* EXERCISE REQUIREMENTS *
Repeat the data precisely as given.

Point-per-instance localization data:
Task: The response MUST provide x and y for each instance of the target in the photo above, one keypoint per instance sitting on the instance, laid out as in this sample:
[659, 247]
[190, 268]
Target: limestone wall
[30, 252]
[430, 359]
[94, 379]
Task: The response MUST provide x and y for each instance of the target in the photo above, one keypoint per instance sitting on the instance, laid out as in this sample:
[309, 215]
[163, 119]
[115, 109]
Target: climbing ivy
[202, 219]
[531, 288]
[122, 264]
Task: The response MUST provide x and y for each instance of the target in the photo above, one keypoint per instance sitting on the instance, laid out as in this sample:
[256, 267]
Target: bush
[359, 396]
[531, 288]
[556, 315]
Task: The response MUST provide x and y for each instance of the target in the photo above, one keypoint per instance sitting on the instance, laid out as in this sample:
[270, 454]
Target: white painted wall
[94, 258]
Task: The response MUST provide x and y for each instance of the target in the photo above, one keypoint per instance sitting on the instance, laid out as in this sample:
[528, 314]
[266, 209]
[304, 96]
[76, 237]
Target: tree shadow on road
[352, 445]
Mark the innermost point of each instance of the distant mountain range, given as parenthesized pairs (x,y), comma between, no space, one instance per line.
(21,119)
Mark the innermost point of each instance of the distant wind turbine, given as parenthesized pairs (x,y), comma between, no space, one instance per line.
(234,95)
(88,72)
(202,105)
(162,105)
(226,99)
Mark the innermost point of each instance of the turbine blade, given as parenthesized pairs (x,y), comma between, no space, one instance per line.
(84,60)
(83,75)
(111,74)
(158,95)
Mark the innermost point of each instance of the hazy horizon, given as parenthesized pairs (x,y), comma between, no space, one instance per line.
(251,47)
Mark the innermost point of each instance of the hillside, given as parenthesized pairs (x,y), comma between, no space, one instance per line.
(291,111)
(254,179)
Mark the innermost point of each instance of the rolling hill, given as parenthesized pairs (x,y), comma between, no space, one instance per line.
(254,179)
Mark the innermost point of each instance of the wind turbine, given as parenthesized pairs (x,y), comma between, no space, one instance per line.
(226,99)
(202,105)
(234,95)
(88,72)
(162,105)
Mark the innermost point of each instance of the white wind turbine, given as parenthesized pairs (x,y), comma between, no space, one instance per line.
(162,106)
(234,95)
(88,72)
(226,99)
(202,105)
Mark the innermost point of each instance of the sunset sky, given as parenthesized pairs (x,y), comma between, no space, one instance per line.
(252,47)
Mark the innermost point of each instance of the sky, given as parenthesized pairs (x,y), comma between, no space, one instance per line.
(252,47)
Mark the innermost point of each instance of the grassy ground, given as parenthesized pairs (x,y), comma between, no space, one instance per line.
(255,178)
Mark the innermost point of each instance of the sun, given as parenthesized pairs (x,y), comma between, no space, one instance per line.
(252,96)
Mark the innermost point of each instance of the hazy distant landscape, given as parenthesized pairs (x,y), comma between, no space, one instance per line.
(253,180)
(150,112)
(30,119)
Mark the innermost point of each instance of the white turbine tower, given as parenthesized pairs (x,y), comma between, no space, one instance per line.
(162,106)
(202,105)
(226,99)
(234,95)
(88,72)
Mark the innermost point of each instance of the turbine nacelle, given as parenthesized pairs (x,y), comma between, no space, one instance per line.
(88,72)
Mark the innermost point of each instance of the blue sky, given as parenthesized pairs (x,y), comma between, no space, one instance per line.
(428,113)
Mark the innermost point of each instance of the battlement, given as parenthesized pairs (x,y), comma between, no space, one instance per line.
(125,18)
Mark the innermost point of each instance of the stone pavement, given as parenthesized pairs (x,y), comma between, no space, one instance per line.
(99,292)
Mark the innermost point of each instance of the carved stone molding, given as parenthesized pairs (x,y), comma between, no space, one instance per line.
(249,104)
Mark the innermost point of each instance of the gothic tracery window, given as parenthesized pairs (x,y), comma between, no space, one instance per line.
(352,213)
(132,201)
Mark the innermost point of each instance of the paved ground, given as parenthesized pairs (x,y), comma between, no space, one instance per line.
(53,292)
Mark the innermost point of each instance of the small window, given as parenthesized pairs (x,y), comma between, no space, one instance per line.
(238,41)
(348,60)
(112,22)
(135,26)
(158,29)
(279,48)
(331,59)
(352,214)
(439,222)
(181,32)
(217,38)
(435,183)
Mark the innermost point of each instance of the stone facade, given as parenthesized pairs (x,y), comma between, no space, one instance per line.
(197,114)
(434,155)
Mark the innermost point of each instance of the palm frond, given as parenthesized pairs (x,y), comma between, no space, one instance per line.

* RESULT *
Task: The response MUST provide x and y for each instance of the target in the photo above, one keypoint per instance sitting on the instance, laid out as in this sample:
[659, 247]
[190, 268]
Target: limestone wall
[30, 252]
[430, 359]
[94, 379]
Task: The response MUST provide x and y for each instance of the target in the photo above, one keypoint per instance sitting on the instance, laid out as in this sample:
[309, 215]
[163, 119]
[115, 109]
Target: climbing ivy
[202, 219]
[531, 288]
[122, 264]
Task: The response MUST provide x and y for each instance of the target in the photo above, one keypoint per instance sitting on the instance, laid out as in this sample:
[256, 267]
Target: bush
[359, 396]
[531, 288]
[556, 315]
Task: The response MUST provide x and y for each instance of the target in the photo above, one keypoint per instance sitting on the instance, laid out as in this sample:
[270, 454]
Target: white painted wall
[94, 258]
Task: The response MUST provide x and y for each instance of the target in the photo above, one keypoint per instance sitting on the instance, laid out as in this sample:
[528, 314]
[266, 209]
[304, 96]
[76, 237]
Target: tree shadow on road
[352, 445]
Mark the innermost point of each instance of the distant mountain range, given as parenthesized pairs (x,y), comma between, no space, one instance per line.
(21,119)
Mark the innermost point of each instance of the distant wind turbine, given as parenthesized pairs (x,y), comma between, no space, one instance per line.
(234,95)
(88,72)
(202,105)
(162,105)
(226,99)
Mark the innermost point of each instance of the turbine blade, given as parenthesized pairs (x,y), comma between, no space, one instance per line.
(84,60)
(83,75)
(111,74)
(158,95)
Mark the innermost point of each instance of the hazy horizon, given as parenthesized pairs (x,y), comma between, no space, one instance per line.
(251,47)
Mark the innermost point of each instance of the hillside, given as parenthesized pairs (x,y), comma between, no space, one instance per line.
(291,111)
(254,179)
Mark the innermost point of each instance of the rolling hill, given as parenthesized pairs (x,y), comma between, no space, one instance per line.
(254,179)
Mark the innermost point of each instance of the wind turbine, given as parenthesized pairs (x,y), comma between, no space, one instance per line.
(226,99)
(202,105)
(234,95)
(88,72)
(162,105)
Mark the innermost point of each instance of the white wind turbine, given as parenthesized pairs (x,y), comma between, no space, one instance per line.
(162,106)
(234,95)
(88,72)
(226,99)
(202,105)
Mark the innermost point of each instance of the sunset sky, given as parenthesized pairs (x,y), comma between, no space, one instance per line.
(252,47)
Mark the innermost point of each instance of the sky, given as parenthesized pairs (x,y), comma between, no space, one instance per line.
(252,47)
Mark the innermost point of each instance of the grassy ground, given as parenthesized pairs (x,y), comma between, no space, one instance per line.
(255,178)
Mark the innermost point of each instance of the sun, given as parenthesized pairs (x,y), comma between, no space, one instance per line.
(252,96)
Mark the innermost point of each instance of the hazy distant landscape, given as parenthesized pairs (x,y), comma between, no space, one instance per line.
(253,180)
(150,112)
(30,119)
Mark the innermost point of each instance of the white turbine tower, given as parenthesized pairs (x,y), comma between, no space, one instance per line.
(162,106)
(202,105)
(226,99)
(234,95)
(88,72)
Mark the innermost point of each instance of the turbine nacelle, given as parenthesized pairs (x,y), comma between, no space, one instance per line.
(88,72)
Mark the innermost point of each instance of the blue sky, given as parenthesized pairs (x,y), comma between, no space, one instance per line.
(428,113)
Mark the innermost point of each instance of the battlement, given as parenthesized pairs (x,y), comma between, no space, one instance per line.
(125,18)
Mark the innermost point of each instance of the stone pavement, given as parenthesized pairs (x,y), comma between, no space, one instance per line.
(99,292)
Mark the innermost point of each instance of the carved stone molding, given as parenthesized pairs (x,y), comma between, no space, one instance per line.
(249,104)
Mark the innermost point of each instance of the gothic tracery window, given as parenthesized pairs (x,y), comma between, no space, one instance per line.
(352,213)
(132,201)
Mark the innermost point of each instance of the paved ground, given as parenthesized pairs (x,y), comma between, no space, one instance per line.
(53,292)
Mark the innermost point of each instance of the small window, given as parenthesized pairs (x,y), comma between, no space, one instance per line.
(238,41)
(348,60)
(112,22)
(135,26)
(158,29)
(279,48)
(331,59)
(352,214)
(439,222)
(181,32)
(217,38)
(435,183)
Mark the innermost point of each instance of the stone facade, given as parenthesized pairs (x,y), comma between, no space, one instance per line.
(197,114)
(434,155)
Mark the innermost point of each instance of the palm frond, given as parenthesized pairs (x,y), comma between, no space, one instance per line.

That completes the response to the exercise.